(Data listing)
==========

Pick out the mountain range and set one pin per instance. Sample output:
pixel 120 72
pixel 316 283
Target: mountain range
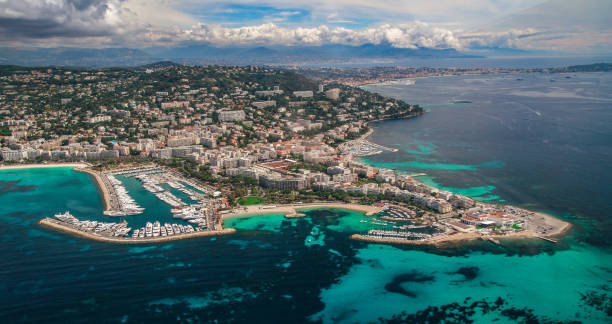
pixel 206 54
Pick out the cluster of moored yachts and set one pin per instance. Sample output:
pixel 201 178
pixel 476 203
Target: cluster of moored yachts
pixel 152 185
pixel 127 205
pixel 101 228
pixel 156 230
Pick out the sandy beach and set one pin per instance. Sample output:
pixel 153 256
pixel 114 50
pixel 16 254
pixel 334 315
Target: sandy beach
pixel 56 225
pixel 43 165
pixel 292 211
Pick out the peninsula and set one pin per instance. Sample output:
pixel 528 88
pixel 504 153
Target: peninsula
pixel 219 142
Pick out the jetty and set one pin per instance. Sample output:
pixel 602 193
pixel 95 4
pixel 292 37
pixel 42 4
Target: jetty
pixel 65 228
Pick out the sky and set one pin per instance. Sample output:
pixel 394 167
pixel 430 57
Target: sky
pixel 570 26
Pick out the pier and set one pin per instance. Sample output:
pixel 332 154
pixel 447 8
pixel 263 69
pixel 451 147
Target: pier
pixel 59 226
pixel 547 239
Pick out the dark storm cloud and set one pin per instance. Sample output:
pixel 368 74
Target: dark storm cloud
pixel 64 18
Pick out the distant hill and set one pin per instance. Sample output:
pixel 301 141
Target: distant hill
pixel 596 67
pixel 156 66
pixel 75 57
pixel 206 54
pixel 295 54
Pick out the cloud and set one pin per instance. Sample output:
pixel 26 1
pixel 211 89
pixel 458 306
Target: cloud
pixel 64 18
pixel 412 35
pixel 419 23
pixel 514 38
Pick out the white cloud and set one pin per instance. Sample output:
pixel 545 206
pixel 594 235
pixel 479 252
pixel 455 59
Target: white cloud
pixel 514 38
pixel 411 35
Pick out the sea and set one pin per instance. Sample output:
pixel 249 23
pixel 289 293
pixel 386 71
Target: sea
pixel 541 141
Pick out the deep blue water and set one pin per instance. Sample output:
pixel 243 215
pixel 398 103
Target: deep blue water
pixel 511 143
pixel 539 140
pixel 512 62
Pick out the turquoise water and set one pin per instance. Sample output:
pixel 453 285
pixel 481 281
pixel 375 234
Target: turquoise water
pixel 541 141
pixel 273 269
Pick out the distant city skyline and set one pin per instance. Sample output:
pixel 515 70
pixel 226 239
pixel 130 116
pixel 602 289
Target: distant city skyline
pixel 559 25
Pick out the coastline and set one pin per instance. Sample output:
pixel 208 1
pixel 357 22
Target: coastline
pixel 100 184
pixel 43 165
pixel 292 210
pixel 462 237
pixel 52 224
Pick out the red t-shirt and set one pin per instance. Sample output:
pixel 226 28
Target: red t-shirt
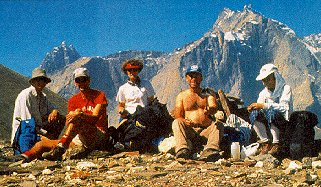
pixel 87 101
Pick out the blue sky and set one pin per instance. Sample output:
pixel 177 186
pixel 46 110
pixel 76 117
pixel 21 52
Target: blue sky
pixel 29 28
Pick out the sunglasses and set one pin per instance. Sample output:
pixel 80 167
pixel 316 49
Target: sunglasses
pixel 81 79
pixel 133 70
pixel 38 79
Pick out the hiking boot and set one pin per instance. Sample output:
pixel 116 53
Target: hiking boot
pixel 265 147
pixel 210 155
pixel 83 153
pixel 274 149
pixel 55 154
pixel 183 153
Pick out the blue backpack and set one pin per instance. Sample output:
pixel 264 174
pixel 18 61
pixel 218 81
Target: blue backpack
pixel 26 136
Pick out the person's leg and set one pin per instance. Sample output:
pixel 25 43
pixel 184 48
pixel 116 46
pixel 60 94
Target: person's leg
pixel 214 134
pixel 72 130
pixel 40 147
pixel 261 132
pixel 182 135
pixel 55 128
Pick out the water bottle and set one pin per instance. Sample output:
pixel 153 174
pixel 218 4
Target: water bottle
pixel 235 151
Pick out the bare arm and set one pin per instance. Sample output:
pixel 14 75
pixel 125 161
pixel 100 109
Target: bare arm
pixel 211 108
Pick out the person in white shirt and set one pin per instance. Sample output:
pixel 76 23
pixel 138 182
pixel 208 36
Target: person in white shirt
pixel 33 102
pixel 135 91
pixel 272 108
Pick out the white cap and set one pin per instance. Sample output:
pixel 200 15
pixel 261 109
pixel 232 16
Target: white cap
pixel 266 70
pixel 81 72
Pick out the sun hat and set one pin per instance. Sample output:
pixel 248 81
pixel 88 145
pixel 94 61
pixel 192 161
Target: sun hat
pixel 193 68
pixel 81 72
pixel 132 64
pixel 266 70
pixel 37 73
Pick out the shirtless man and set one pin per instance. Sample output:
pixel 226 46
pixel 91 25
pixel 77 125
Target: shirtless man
pixel 193 126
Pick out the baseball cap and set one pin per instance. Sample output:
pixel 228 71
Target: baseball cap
pixel 194 68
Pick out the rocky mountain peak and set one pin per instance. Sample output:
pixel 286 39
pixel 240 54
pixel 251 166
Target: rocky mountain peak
pixel 59 57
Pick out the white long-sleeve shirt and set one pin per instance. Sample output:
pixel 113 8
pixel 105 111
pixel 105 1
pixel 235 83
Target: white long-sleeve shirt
pixel 30 104
pixel 280 99
pixel 133 95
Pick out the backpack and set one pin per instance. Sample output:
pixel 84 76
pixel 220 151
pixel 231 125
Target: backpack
pixel 145 127
pixel 301 134
pixel 25 137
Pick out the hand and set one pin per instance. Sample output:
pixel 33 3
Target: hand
pixel 123 114
pixel 53 116
pixel 255 106
pixel 189 122
pixel 73 115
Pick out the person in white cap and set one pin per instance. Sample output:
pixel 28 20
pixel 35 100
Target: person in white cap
pixel 33 102
pixel 193 126
pixel 135 92
pixel 274 105
pixel 87 118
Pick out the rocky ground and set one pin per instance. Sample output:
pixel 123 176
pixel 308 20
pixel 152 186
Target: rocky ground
pixel 135 169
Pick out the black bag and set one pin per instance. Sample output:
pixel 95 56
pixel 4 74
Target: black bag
pixel 144 126
pixel 301 130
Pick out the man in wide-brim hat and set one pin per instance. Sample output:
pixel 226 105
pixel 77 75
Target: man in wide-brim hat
pixel 33 103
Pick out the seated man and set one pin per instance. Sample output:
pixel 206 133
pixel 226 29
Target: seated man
pixel 272 109
pixel 33 103
pixel 193 125
pixel 87 118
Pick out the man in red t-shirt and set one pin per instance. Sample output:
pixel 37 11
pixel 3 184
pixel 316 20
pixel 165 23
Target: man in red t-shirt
pixel 87 117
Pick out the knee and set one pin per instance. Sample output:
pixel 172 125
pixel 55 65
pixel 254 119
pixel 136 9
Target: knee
pixel 177 124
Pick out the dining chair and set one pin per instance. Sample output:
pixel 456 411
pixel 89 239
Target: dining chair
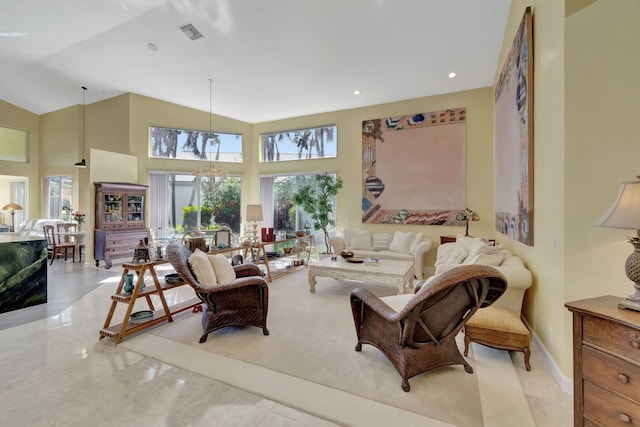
pixel 55 248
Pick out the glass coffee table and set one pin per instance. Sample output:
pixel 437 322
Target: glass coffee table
pixel 384 272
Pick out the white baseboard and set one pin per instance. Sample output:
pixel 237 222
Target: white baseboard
pixel 565 383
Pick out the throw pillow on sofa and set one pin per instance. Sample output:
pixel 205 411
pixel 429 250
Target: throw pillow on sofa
pixel 360 239
pixel 202 268
pixel 401 242
pixel 381 241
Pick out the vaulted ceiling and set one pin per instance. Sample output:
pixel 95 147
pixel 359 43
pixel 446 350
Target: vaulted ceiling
pixel 269 59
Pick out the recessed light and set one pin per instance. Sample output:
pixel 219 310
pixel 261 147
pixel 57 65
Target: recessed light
pixel 13 34
pixel 151 45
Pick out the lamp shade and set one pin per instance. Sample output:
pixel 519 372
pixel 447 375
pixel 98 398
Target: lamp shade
pixel 625 211
pixel 254 212
pixel 12 207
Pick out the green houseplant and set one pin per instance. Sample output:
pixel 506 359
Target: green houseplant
pixel 317 200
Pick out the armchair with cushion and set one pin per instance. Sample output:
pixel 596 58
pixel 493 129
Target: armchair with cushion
pixel 233 295
pixel 499 326
pixel 417 331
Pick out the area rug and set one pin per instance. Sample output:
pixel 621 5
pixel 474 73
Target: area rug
pixel 313 338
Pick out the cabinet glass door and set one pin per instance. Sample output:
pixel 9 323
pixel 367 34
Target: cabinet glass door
pixel 135 208
pixel 113 208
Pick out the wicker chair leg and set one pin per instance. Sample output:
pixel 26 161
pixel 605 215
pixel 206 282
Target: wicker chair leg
pixel 527 356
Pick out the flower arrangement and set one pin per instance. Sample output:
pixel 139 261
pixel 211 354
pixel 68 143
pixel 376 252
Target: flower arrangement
pixel 79 217
pixel 467 215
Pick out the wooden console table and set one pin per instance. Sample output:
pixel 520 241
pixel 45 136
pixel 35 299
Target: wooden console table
pixel 121 330
pixel 606 362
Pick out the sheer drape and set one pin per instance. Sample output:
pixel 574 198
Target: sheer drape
pixel 158 202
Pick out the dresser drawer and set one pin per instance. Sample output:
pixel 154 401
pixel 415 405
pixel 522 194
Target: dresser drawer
pixel 611 373
pixel 615 337
pixel 608 408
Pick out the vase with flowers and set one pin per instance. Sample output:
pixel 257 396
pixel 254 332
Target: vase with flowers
pixel 466 216
pixel 79 218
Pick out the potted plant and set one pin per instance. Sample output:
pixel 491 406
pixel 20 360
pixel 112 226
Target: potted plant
pixel 317 201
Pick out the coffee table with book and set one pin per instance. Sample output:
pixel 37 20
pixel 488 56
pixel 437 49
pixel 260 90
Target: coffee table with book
pixel 394 273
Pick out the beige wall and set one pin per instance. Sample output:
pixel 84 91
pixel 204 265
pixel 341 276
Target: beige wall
pixel 602 142
pixel 17 118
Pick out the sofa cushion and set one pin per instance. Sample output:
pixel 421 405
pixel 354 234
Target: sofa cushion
pixel 380 241
pixel 360 239
pixel 401 242
pixel 457 255
pixel 223 268
pixel 493 260
pixel 416 241
pixel 202 268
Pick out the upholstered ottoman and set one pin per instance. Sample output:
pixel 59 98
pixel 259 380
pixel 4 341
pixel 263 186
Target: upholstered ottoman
pixel 499 328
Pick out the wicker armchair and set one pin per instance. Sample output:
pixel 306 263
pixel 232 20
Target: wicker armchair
pixel 419 334
pixel 242 302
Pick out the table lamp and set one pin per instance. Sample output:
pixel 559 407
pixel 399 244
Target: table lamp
pixel 625 213
pixel 13 207
pixel 254 214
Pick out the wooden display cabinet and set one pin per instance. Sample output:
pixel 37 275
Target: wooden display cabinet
pixel 120 220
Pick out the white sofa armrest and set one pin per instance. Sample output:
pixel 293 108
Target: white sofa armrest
pixel 421 249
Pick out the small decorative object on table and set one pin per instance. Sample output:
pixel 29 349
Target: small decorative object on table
pixel 466 216
pixel 80 218
pixel 346 254
pixel 141 316
pixel 141 253
pixel 128 284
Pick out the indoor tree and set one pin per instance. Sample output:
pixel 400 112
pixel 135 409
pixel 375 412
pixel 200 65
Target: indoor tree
pixel 317 200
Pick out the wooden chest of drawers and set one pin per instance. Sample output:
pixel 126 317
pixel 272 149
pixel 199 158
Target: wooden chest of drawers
pixel 606 363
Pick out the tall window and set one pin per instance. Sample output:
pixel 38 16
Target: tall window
pixel 300 144
pixel 57 190
pixel 169 143
pixel 279 211
pixel 181 202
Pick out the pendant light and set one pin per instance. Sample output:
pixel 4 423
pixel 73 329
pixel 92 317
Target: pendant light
pixel 82 163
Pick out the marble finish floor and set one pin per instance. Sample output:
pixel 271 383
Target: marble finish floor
pixel 56 372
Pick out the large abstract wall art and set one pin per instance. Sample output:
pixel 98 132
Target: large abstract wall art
pixel 413 168
pixel 514 138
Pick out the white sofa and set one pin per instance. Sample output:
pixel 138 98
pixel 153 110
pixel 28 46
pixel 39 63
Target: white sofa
pixel 33 227
pixel 399 245
pixel 470 250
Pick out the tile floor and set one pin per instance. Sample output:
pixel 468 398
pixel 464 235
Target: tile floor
pixel 56 372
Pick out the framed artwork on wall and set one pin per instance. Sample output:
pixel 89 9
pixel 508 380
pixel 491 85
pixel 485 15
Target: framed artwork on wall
pixel 413 168
pixel 514 138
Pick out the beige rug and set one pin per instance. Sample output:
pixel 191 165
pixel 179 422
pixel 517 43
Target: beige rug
pixel 313 338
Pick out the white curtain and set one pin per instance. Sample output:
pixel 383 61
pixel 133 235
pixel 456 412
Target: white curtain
pixel 158 202
pixel 266 200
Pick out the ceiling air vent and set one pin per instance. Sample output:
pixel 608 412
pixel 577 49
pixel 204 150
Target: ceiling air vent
pixel 191 31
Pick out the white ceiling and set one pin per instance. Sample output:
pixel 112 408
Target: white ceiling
pixel 269 59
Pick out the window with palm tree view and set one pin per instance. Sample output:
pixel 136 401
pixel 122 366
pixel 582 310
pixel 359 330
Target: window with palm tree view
pixel 300 144
pixel 186 144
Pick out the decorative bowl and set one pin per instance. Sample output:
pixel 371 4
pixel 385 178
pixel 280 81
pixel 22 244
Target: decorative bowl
pixel 141 316
pixel 346 254
pixel 172 279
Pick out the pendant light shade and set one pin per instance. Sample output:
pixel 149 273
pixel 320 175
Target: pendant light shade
pixel 82 163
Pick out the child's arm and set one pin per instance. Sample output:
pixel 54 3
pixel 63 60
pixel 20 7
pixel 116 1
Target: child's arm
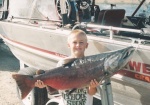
pixel 92 88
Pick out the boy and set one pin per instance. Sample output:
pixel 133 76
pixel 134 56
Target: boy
pixel 77 42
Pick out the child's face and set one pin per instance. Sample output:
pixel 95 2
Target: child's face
pixel 77 44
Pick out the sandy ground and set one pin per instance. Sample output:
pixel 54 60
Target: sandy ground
pixel 8 65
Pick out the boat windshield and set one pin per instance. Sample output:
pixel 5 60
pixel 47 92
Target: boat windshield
pixel 33 9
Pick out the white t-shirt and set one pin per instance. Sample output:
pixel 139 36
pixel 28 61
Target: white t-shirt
pixel 78 97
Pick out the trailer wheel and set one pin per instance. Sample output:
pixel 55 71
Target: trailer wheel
pixel 37 96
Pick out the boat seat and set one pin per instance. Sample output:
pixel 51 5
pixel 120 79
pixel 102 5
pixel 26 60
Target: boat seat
pixel 111 17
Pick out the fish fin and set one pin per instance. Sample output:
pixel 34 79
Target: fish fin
pixel 71 91
pixel 25 83
pixel 51 90
pixel 68 61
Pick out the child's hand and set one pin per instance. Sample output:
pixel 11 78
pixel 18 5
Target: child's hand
pixel 40 84
pixel 94 83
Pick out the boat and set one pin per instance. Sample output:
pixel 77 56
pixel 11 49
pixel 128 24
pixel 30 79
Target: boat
pixel 36 32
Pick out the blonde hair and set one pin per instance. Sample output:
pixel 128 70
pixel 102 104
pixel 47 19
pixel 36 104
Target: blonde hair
pixel 77 32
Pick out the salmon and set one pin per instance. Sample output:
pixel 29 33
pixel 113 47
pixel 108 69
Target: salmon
pixel 78 73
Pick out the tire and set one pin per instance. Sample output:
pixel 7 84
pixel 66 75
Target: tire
pixel 37 96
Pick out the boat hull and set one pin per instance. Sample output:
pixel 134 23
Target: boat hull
pixel 42 48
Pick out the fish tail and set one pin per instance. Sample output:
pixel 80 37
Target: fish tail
pixel 25 83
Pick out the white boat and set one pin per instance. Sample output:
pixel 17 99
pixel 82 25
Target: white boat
pixel 36 32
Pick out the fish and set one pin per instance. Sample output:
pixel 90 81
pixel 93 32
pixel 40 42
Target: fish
pixel 78 72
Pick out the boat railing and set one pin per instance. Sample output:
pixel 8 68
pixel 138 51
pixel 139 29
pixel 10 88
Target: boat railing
pixel 110 28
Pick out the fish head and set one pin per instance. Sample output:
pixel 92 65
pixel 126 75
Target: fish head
pixel 117 60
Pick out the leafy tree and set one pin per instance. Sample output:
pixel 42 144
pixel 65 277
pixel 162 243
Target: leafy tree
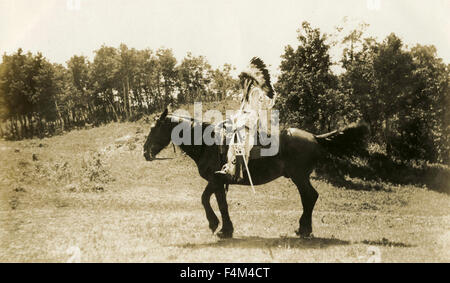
pixel 306 80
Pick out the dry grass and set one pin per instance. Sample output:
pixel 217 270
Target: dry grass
pixel 90 190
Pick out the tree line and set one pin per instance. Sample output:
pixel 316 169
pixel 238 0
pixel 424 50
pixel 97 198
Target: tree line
pixel 40 98
pixel 401 93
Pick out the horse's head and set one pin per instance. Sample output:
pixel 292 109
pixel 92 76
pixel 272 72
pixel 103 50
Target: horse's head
pixel 158 138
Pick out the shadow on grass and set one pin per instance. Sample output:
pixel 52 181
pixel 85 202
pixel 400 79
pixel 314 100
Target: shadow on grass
pixel 386 243
pixel 289 243
pixel 261 243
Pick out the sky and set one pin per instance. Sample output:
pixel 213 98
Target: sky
pixel 225 31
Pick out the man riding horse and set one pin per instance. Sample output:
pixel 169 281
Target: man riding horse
pixel 257 98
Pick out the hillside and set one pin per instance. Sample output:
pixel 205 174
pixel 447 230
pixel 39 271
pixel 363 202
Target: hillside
pixel 92 189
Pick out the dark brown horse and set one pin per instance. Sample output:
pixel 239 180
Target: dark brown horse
pixel 299 152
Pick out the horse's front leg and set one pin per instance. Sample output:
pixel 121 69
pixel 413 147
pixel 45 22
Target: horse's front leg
pixel 227 225
pixel 309 197
pixel 210 215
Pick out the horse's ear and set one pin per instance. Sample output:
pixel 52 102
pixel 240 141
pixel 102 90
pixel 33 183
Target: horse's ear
pixel 169 107
pixel 164 114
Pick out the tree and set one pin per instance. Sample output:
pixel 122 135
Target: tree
pixel 305 81
pixel 194 77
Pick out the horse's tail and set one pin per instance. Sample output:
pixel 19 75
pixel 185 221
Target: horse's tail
pixel 346 142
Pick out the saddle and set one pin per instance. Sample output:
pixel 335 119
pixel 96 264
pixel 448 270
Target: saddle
pixel 226 136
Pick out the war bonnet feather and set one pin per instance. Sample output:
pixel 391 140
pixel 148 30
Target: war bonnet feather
pixel 258 72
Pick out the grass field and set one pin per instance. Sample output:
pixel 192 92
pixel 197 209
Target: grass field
pixel 92 189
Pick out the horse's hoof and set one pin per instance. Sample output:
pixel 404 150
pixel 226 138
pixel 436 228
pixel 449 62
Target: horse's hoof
pixel 304 233
pixel 213 226
pixel 225 234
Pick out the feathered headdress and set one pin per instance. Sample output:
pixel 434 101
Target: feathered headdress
pixel 258 72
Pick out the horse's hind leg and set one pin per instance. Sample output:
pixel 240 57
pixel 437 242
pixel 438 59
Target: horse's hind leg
pixel 227 225
pixel 309 197
pixel 210 215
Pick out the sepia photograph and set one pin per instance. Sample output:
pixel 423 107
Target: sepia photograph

==========

Give back the lines above exactly, from the one with "Pick out the saddle" through the last line.

Pick out the saddle and set one pin per instance. Sample output:
pixel 335 119
pixel 96 264
pixel 448 270
Target: saddle
pixel 226 136
Pick out the war bonnet feather and set one pin per instance. Sample output:
pixel 391 140
pixel 148 30
Target: war bonnet feather
pixel 258 72
Pick out the grass field and set one pin per instance. Sample output:
pixel 192 92
pixel 197 209
Target: grass field
pixel 92 189
Pick out the horse's hoof and set one pin per instance. Sample output:
pixel 404 150
pixel 226 138
pixel 436 228
pixel 449 62
Target: horse's hoof
pixel 304 233
pixel 213 226
pixel 225 234
Pick out the feathered headdress and set one pin per instance. Sample output:
pixel 434 101
Target: feathered headdress
pixel 258 72
Pick out the horse's hind leg and set one pin per instance. Sample output:
pixel 240 57
pixel 437 242
pixel 438 59
Target: horse's hind leg
pixel 227 225
pixel 309 197
pixel 210 215
Pick out the sepia photograph and set one pin per instance. Sample output:
pixel 423 107
Target: sepia photograph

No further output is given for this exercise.